_Data excerpts_
%%
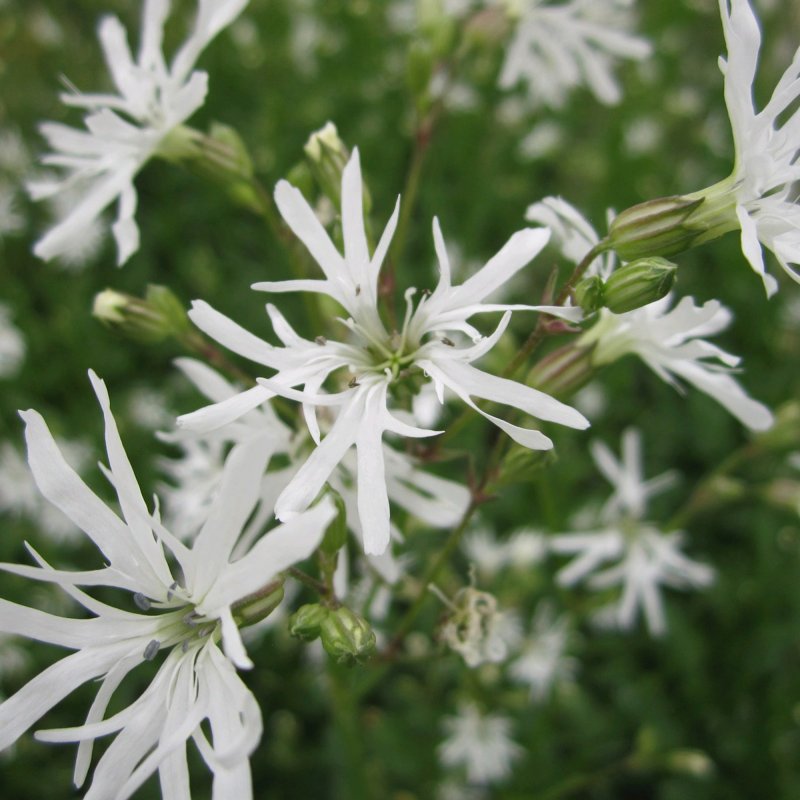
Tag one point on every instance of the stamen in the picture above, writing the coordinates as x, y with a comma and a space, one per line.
%%
%%
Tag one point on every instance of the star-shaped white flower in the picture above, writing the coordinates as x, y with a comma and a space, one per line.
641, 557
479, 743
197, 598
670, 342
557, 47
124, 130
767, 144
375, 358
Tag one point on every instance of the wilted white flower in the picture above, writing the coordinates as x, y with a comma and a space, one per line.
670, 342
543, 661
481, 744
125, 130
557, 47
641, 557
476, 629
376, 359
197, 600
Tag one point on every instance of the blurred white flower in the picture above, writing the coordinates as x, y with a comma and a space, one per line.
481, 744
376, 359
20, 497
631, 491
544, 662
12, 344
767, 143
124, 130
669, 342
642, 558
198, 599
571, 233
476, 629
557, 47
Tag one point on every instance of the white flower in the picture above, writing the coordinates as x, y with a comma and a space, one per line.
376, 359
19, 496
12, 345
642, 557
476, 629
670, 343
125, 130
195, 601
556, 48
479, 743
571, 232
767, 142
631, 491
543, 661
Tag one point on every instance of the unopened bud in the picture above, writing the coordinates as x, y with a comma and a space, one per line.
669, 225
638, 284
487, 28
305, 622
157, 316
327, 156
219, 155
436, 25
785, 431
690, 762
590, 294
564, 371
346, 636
%%
%%
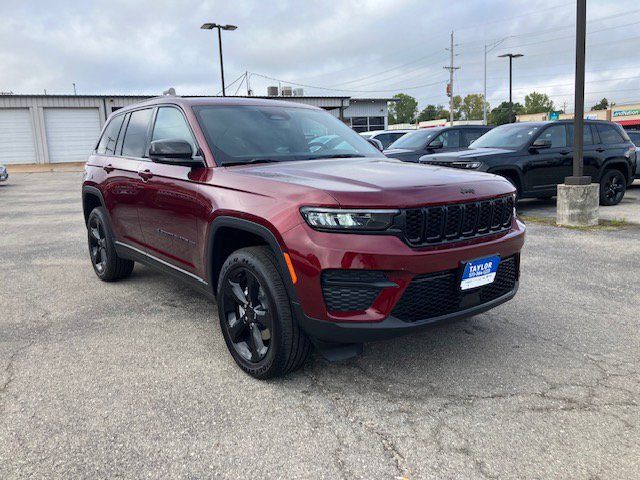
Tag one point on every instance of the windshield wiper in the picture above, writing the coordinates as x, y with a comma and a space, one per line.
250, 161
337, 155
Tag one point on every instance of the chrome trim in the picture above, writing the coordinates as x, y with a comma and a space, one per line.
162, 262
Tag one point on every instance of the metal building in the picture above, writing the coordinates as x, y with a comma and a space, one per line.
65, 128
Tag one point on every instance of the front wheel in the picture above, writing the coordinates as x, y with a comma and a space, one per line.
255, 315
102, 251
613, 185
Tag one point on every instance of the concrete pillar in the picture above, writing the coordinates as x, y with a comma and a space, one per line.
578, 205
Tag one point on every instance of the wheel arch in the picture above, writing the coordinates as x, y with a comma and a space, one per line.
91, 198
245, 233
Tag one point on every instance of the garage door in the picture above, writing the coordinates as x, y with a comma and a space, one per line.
%%
_Work instructions_
Your task is to retype the entries verbatim, starting with the line that holds "Tag one point on every instance of the metal" and stopping after the line that holds "Tag one point on every instance of the garage".

_Exercise solution_
Tag one point on every instance of the metal building in the picture above, writing the coordinates as x, y with a comma and a space, one per line.
65, 128
Tag one point on every instance of the front wheel in the picture above, writing the coordinates as x, y with a comma and a space, one per line.
255, 315
102, 251
613, 185
Tag one point on every instance of the concrete pillar in the picture above, writing the coordinates as x, y with a comma and a space, one per line.
578, 205
Tag one point on every instance of the wheel arch in the picture above, writing the coordinates as x, y with a comma and a space, one per line.
91, 198
245, 233
Tag one point on every instance of the garage door in the picture above, writing the coordinates as x, y with a comma and a space, one per line.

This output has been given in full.